■ INSTRUCTIONS TO FOLLOW: Without any omission, reproduce the records that follow.

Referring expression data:
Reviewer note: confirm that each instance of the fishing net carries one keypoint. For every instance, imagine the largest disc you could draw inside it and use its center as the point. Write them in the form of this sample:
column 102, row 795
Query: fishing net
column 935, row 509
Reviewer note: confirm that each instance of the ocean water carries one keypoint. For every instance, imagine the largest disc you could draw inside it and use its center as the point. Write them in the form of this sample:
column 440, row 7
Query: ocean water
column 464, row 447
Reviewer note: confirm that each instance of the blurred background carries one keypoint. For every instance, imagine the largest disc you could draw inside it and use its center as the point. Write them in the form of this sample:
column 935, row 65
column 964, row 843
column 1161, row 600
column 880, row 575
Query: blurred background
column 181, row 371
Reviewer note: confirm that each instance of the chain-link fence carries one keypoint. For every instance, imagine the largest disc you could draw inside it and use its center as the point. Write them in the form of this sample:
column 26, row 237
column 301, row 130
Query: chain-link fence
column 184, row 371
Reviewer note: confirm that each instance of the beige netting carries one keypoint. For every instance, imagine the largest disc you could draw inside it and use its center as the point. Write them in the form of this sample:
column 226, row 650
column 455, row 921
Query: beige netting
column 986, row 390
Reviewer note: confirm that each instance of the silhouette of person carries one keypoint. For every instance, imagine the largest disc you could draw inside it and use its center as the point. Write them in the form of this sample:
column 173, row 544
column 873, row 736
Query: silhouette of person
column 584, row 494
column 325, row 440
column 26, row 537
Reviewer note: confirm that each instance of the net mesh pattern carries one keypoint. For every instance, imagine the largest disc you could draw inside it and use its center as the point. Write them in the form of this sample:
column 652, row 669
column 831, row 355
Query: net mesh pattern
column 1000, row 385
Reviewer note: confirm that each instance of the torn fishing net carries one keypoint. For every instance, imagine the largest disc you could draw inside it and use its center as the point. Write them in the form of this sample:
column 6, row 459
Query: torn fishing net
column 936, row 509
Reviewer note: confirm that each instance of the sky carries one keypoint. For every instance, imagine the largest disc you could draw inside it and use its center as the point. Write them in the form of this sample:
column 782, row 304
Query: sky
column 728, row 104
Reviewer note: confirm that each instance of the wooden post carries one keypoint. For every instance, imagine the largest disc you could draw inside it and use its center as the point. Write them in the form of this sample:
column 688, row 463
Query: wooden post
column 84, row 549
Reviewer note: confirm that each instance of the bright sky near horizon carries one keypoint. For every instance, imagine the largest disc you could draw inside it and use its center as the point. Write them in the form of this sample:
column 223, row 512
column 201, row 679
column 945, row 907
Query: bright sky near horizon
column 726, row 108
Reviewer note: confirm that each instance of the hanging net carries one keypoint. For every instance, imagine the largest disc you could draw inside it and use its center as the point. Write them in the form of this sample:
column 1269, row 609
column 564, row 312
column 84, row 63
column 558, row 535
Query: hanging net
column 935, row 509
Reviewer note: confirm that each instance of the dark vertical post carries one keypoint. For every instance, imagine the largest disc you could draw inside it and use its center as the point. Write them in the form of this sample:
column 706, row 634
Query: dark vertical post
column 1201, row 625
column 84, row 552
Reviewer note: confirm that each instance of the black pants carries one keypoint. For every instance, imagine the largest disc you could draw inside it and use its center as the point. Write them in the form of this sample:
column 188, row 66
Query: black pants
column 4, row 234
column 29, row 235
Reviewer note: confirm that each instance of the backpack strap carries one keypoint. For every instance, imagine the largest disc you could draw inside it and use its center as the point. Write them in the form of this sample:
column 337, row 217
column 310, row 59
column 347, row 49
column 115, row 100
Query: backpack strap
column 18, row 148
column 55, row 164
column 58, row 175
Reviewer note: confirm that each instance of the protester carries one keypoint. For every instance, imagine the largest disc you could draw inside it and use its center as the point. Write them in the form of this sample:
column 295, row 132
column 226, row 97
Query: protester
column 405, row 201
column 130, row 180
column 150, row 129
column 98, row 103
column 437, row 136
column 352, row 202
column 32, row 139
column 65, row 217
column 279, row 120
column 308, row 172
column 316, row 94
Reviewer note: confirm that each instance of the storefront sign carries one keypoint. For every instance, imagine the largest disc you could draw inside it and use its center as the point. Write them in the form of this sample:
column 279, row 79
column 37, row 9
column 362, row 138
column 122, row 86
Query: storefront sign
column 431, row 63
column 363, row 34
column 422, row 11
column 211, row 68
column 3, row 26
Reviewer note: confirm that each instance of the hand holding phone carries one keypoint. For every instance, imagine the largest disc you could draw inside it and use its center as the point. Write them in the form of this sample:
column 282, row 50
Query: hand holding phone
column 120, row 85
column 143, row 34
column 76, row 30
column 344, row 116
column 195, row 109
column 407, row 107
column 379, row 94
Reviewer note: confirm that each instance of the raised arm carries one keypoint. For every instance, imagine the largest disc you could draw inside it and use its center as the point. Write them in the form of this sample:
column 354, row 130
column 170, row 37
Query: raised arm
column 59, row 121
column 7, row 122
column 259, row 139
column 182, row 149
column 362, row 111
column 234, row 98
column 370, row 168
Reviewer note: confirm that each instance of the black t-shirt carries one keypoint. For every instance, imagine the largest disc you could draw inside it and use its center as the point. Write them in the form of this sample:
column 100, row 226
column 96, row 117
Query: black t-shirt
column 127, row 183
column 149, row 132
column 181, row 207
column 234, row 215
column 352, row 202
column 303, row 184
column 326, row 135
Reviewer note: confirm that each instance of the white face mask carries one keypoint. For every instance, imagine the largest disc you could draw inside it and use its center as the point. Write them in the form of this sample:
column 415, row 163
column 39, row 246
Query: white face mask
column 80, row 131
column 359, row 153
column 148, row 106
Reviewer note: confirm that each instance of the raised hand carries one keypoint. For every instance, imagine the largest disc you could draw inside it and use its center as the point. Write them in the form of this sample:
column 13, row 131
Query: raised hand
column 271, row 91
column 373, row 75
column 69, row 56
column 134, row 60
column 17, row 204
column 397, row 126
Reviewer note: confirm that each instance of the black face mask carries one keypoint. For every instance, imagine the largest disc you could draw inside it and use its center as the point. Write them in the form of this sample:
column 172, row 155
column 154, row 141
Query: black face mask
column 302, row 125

■ EXERCISE OUTPUT:
Reviewer note: confirm that each instance of the fishing net carries one keypoint. For every instance, imagine the largest disc you could draw inside it and use its center as the point. Write them in the form of this sample:
column 102, row 795
Query: fishing net
column 935, row 509
Reviewer note: confirm that each instance of the ocean water carries one keypoint. For every instance, imagine the largest disc you could draw inside it and use its center as the point. Write them in the form of this sample:
column 440, row 7
Query: ocean water
column 464, row 447
Reviewer note: confirm that each instance of the blurred background carries one keypoint. For every instance, imagine the largest disc you could draw inside it and use its center as the point. Write them in the form of this sample:
column 935, row 65
column 964, row 843
column 1161, row 600
column 880, row 575
Query: blurred background
column 181, row 371
Reviewer note: confirm that each instance of the chain-link fence carries one keypoint. For every instance, imagine the largest disc you could draw inside it and use its center as the point. Write them in the form of this sample:
column 26, row 237
column 301, row 130
Query: chain-link fence
column 184, row 371
Reviewer note: confirm that each instance of the beige netting carries one keypoint. For every instance, imagine the largest disc you could draw inside it and use its center as the point. Write them in the form of this sample:
column 226, row 650
column 455, row 921
Query: beige netting
column 986, row 390
Reviewer note: confirm that each instance of the silhouette of person carries one keypoint. For every instance, imagine the largest disc you could draw inside it and use its center as the point. Write them in the form of this sample:
column 173, row 544
column 873, row 736
Query: silhouette of person
column 584, row 494
column 325, row 440
column 26, row 537
Reviewer note: confirm that each instance of the net mesh pattern carries one keypoint. For every instance, imagine the largest disc you could draw inside it and use its center as the point. Write them in the form of this sample:
column 652, row 669
column 831, row 355
Query: net mesh pattern
column 1000, row 385
Reviewer note: confirm that each instance of the torn fishing net carries one keypoint. For every instance, imagine the largest disc you could draw inside it and use its center as the point. Write them in the form of this sample:
column 6, row 459
Query: torn fishing net
column 936, row 509
Reviewer note: confirm that each instance of the sky carries one keypoint. For every instance, imagine the largest disc you could draw inside it and use its center as the point. Write them in the form of this sample:
column 782, row 304
Query: sky
column 728, row 104
Reviewer note: confirm that each instance of the wooden post carries one keypoint. For every instance, imagine the largest disc you could draw inside it and use its center as the point. Write them in the form of this sample:
column 688, row 463
Query: wooden post
column 84, row 549
Reviewer note: confirm that each instance of the bright sky near horizon carries one keypoint. For every instance, imagine the largest disc you could draw inside it and use its center as the point. Write them in the form of this sample:
column 223, row 512
column 201, row 679
column 945, row 907
Query: bright sky near horizon
column 726, row 108
Reviewer note: confirm that each instance of the hanging net carries one keypoint. For every instance, imagine the largest disc you could draw inside it and use its center as the point. Write them in the form of this sample:
column 1269, row 609
column 564, row 312
column 84, row 63
column 558, row 535
Query: hanging net
column 935, row 509
Reviewer note: confirm that each instance of the dark vertical post carries one keypoint. For every instance, imagine the largest disc you could draw inside it and use its center as the point. Write them in the form of this sample:
column 706, row 634
Query: dark vertical post
column 1201, row 625
column 84, row 552
Reviewer note: confirm that each instance of the black pants carries one keypoint. For every instance, imagine the largest disc you could draw inside it and use its center as the point. Write them in the form of this sample:
column 188, row 66
Query: black pants
column 4, row 234
column 29, row 235
Reviewer note: confirm that each instance of the backpack strap carries one keypoint. For every instance, imagine the largest disc you could draw inside it and use its center as the point. Write them in the form of this sample:
column 337, row 217
column 310, row 59
column 347, row 49
column 115, row 100
Query: backpack strap
column 18, row 148
column 55, row 164
column 58, row 175
Reviewer note: confirm that each instance of the protester carries one keypoint. For every instance, imagine the largest disc you could draw inside it and use its center as the point. Write them in the form of this sample:
column 295, row 132
column 226, row 97
Query: protester
column 405, row 201
column 130, row 180
column 150, row 129
column 98, row 103
column 437, row 136
column 352, row 202
column 32, row 139
column 65, row 217
column 279, row 120
column 308, row 172
column 316, row 94
Reviewer note: confirm that each instance of the storefront sign carries one keypoint. For every instance, imagine the largest disc you could draw inside it and use its center as the point. Write them in the form of this sample:
column 279, row 79
column 37, row 9
column 362, row 138
column 122, row 86
Query: storefront sign
column 431, row 63
column 363, row 34
column 422, row 11
column 211, row 68
column 3, row 26
Reviewer note: confirm that each instance of the hand holding phone carries one keypoint. For every instance, imagine the largest disc you could draw inside it and use its center as the point. Write them in the form of this sample:
column 282, row 50
Query: hand holding phone
column 120, row 85
column 143, row 34
column 76, row 30
column 344, row 116
column 195, row 109
column 407, row 107
column 379, row 94
Reviewer note: confirm that each instance of the raised arm carries one keypoint. For every instance, imagine the largest disc you could draw inside it and use its center as the point. Write them in the form of this sample:
column 354, row 130
column 170, row 37
Query: raised arm
column 59, row 121
column 7, row 122
column 259, row 139
column 182, row 149
column 362, row 111
column 234, row 98
column 370, row 168
Reviewer note: confirm that each instance of the black t-shirt carries one keypoint. For every instance, imagine the largest disc you could draw inside it and use its center as the point. Write them in the form of this sample:
column 100, row 226
column 96, row 117
Query: black t-shirt
column 127, row 183
column 149, row 132
column 181, row 207
column 234, row 215
column 352, row 202
column 303, row 184
column 326, row 135
Reviewer note: confirm that each instance of the white face mask carries one keypoint. For every instance, imagine the largest disc you could draw inside it and use its center as the point. Write them in the form of this sample:
column 415, row 163
column 39, row 246
Query: white face mask
column 80, row 131
column 359, row 153
column 148, row 106
Reviewer note: confirm that each instance of the raised hand carries one keypoint. For every instance, imagine the largest disc you could draw inside it and use its center as the point. Write them in the form of this sample:
column 13, row 131
Query: raised hand
column 271, row 91
column 373, row 75
column 69, row 56
column 134, row 60
column 17, row 204
column 397, row 126
Reviewer note: confirm that each instance of the black face mask carries one keypoint. For every instance, imagine the largest disc you could draw inside it and use its center as the point. Write them in the form of this sample:
column 172, row 155
column 154, row 141
Query: black face mask
column 302, row 125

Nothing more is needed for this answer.